* **What is needed**
Quote the material below exactly as written, from the first line to the line that holds "x=59, y=290", endpoints included.

* **Raw data**
*****
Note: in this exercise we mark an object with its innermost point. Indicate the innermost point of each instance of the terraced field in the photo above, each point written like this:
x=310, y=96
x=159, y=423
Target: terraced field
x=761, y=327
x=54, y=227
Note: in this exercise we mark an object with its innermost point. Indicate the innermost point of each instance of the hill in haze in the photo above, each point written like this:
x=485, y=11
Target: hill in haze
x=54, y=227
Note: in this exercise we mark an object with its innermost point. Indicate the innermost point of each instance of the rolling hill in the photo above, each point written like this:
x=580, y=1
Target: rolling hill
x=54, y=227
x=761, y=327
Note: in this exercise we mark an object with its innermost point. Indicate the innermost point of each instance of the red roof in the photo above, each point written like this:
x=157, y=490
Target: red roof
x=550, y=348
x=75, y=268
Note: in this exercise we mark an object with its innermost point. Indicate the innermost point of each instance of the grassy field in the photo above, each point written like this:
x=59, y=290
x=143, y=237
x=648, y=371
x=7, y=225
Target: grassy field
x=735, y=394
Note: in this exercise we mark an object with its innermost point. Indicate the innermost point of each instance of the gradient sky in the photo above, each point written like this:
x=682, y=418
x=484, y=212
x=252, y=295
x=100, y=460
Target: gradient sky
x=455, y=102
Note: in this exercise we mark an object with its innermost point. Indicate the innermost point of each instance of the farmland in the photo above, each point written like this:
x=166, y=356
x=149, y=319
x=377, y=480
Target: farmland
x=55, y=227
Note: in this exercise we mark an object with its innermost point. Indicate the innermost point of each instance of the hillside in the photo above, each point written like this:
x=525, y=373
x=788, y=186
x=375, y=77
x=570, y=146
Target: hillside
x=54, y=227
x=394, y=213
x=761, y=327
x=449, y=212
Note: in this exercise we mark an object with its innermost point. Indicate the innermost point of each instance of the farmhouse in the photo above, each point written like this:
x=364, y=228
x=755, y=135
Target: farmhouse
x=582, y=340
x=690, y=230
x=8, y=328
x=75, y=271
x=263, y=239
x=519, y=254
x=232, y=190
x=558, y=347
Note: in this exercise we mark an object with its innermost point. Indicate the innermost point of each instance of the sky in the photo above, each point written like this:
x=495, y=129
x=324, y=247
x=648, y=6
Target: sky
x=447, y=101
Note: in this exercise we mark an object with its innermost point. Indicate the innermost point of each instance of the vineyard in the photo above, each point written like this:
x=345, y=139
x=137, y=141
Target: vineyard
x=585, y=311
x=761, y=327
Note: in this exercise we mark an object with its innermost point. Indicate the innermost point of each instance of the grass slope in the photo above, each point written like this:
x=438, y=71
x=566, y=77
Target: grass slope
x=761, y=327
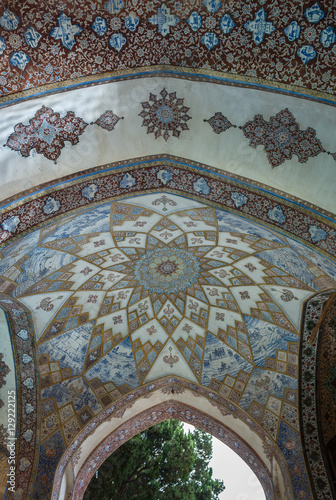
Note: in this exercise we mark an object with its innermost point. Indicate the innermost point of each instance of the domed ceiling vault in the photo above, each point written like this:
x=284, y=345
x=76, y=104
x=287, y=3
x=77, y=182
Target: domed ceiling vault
x=187, y=277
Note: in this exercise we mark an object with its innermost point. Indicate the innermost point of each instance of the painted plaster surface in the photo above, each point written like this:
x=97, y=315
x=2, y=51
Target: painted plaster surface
x=91, y=145
x=176, y=260
x=131, y=291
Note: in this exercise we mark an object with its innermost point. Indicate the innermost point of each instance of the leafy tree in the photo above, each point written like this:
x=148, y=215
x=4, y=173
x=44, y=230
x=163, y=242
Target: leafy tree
x=160, y=463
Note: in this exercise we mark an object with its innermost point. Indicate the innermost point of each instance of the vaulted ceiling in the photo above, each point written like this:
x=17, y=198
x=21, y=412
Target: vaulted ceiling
x=167, y=234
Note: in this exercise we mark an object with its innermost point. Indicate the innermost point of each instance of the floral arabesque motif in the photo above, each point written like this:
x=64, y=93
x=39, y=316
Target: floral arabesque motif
x=219, y=123
x=46, y=133
x=108, y=120
x=166, y=114
x=282, y=138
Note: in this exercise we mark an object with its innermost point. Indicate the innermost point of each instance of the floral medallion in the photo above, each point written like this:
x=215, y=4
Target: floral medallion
x=164, y=116
x=46, y=133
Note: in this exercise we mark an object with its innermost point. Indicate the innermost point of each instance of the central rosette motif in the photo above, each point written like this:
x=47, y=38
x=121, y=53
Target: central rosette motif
x=166, y=270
*****
* **Output for this task**
Note: in this exercise we mark an object with its innermost point. Indicate the innermost point of each instance of the terraced field in the photo above, each point written like this:
x=310, y=96
x=159, y=423
Target: terraced field
x=761, y=327
x=54, y=227
Note: in this exercise we mark an object with its innermost point. Indicate the innermost point of each instance of the hill in haze in the photo above, each point written like this:
x=485, y=11
Target: hill in haze
x=54, y=227
Note: in this exercise we mark an object with its innermost point. Indicate the innermost point of each instance of the rolling hill in the photo above, each point written like this:
x=580, y=1
Target: rolling hill
x=54, y=227
x=761, y=327
Note: in this exercise we mark an object with its innermost point. Indicate the innermost point of each instance of the red roof in the photo above, each point written like this:
x=157, y=490
Target: red roof
x=550, y=348
x=75, y=268
Note: in this exercise we mark an object with its innermost point. Indicate the innermost point of each instance of the grassy field in the photo above, each point written like this:
x=59, y=290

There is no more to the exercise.